*** Opening of THE DATA ***

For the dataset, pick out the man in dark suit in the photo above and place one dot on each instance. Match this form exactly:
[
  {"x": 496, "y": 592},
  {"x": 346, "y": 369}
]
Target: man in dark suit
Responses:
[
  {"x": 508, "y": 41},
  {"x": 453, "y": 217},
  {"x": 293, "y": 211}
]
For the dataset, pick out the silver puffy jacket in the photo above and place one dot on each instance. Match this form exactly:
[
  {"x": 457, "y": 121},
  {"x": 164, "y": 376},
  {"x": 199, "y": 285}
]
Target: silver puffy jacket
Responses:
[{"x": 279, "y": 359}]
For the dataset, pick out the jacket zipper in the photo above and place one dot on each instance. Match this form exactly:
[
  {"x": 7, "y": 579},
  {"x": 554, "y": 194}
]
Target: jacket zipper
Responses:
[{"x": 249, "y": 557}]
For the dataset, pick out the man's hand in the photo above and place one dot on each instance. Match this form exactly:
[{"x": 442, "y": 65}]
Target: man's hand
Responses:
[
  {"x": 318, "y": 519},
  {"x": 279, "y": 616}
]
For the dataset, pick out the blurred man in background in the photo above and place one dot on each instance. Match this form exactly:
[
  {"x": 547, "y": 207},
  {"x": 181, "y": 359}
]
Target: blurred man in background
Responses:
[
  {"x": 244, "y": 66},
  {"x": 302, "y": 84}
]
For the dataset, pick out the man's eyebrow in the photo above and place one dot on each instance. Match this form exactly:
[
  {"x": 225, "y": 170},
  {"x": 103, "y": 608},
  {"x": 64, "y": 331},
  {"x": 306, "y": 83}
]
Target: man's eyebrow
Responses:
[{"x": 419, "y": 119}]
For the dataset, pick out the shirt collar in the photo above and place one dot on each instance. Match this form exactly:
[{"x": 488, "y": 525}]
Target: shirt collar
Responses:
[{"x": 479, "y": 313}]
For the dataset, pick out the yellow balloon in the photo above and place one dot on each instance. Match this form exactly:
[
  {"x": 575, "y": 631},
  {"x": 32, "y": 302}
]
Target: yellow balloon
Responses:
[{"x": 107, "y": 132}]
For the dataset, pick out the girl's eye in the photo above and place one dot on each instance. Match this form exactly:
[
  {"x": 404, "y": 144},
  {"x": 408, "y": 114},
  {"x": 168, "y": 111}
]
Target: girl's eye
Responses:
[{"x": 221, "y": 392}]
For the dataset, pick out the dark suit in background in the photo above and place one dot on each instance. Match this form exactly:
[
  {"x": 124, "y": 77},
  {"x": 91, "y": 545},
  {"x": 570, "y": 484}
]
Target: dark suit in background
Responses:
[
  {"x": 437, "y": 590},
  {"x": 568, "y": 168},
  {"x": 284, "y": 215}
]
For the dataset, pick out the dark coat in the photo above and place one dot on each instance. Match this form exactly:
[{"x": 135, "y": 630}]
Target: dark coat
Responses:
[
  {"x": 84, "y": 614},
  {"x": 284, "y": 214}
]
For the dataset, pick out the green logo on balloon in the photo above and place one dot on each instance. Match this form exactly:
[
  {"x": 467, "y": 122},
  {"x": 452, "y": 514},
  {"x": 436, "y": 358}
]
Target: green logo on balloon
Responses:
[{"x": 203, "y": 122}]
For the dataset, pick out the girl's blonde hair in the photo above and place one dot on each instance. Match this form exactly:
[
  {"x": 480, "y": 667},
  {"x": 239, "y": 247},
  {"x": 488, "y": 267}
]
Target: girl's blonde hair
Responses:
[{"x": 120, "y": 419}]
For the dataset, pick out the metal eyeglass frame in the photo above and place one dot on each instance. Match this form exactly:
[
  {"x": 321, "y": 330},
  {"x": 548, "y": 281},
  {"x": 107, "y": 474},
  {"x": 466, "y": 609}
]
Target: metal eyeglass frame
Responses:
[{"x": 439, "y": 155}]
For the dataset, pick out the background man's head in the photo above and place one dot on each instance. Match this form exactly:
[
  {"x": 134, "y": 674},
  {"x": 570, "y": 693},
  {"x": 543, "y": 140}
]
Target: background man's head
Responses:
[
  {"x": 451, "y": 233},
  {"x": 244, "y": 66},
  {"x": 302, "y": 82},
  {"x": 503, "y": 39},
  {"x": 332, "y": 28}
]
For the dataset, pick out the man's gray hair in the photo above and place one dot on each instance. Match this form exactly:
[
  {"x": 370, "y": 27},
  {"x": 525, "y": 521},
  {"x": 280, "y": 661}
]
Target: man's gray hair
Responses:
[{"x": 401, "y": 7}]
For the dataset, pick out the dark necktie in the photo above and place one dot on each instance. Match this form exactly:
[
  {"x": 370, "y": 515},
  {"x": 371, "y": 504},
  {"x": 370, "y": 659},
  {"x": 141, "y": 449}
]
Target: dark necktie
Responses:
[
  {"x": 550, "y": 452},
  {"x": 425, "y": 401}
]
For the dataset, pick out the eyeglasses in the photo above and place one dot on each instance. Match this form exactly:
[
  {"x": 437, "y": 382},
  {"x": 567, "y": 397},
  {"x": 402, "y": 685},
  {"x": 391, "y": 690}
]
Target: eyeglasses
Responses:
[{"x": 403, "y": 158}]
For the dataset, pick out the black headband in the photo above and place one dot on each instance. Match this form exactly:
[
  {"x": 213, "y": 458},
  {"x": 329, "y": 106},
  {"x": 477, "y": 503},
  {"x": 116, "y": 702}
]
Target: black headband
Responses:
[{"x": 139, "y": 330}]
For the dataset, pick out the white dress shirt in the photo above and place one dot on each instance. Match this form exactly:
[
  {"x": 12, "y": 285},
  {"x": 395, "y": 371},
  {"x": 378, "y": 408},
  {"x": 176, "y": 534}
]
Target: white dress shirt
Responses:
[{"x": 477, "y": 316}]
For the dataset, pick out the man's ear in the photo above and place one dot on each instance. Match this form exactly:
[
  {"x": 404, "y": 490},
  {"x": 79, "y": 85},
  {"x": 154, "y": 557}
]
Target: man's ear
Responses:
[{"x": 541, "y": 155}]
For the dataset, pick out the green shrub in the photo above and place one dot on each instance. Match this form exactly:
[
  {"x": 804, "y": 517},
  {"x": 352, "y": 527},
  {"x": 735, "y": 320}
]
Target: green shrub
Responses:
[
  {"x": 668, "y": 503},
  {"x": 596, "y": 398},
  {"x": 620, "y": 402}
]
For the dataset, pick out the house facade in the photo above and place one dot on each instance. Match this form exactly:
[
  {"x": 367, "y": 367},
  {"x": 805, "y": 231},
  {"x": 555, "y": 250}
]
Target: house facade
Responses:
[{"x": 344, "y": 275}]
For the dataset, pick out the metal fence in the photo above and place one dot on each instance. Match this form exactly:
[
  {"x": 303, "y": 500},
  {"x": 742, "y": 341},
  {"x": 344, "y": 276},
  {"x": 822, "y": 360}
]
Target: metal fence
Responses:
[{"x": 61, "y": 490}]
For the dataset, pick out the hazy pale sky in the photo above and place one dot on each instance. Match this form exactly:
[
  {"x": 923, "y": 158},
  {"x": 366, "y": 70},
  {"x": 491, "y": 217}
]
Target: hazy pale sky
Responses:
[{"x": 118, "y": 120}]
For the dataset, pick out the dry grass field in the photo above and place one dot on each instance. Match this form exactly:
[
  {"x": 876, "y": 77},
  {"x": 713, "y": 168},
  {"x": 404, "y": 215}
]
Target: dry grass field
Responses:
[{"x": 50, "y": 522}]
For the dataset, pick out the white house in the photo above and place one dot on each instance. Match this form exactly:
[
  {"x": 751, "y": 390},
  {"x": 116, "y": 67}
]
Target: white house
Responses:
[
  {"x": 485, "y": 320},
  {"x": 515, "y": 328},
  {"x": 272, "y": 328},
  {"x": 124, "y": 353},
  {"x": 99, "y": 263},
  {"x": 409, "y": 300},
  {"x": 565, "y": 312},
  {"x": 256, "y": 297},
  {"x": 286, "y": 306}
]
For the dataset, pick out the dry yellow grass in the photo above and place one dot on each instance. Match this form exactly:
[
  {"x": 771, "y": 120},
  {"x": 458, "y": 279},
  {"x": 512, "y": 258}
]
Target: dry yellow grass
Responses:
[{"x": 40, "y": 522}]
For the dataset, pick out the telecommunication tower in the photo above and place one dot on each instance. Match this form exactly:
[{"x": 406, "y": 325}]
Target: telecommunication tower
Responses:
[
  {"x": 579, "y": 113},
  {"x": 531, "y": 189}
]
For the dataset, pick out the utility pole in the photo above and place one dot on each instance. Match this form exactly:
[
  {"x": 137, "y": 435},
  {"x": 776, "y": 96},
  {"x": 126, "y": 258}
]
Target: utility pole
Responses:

*** Close of THE DATA ***

_WHAT THE EXERCISE ASKS_
Wherever the string "silver" appears in a line above, copy that line.

_RESULT OF THE TASK_
For the dataset, pick out the silver puffy jacket in the photo above and place one dot on each instance. Match this form exactly:
Target: silver puffy jacket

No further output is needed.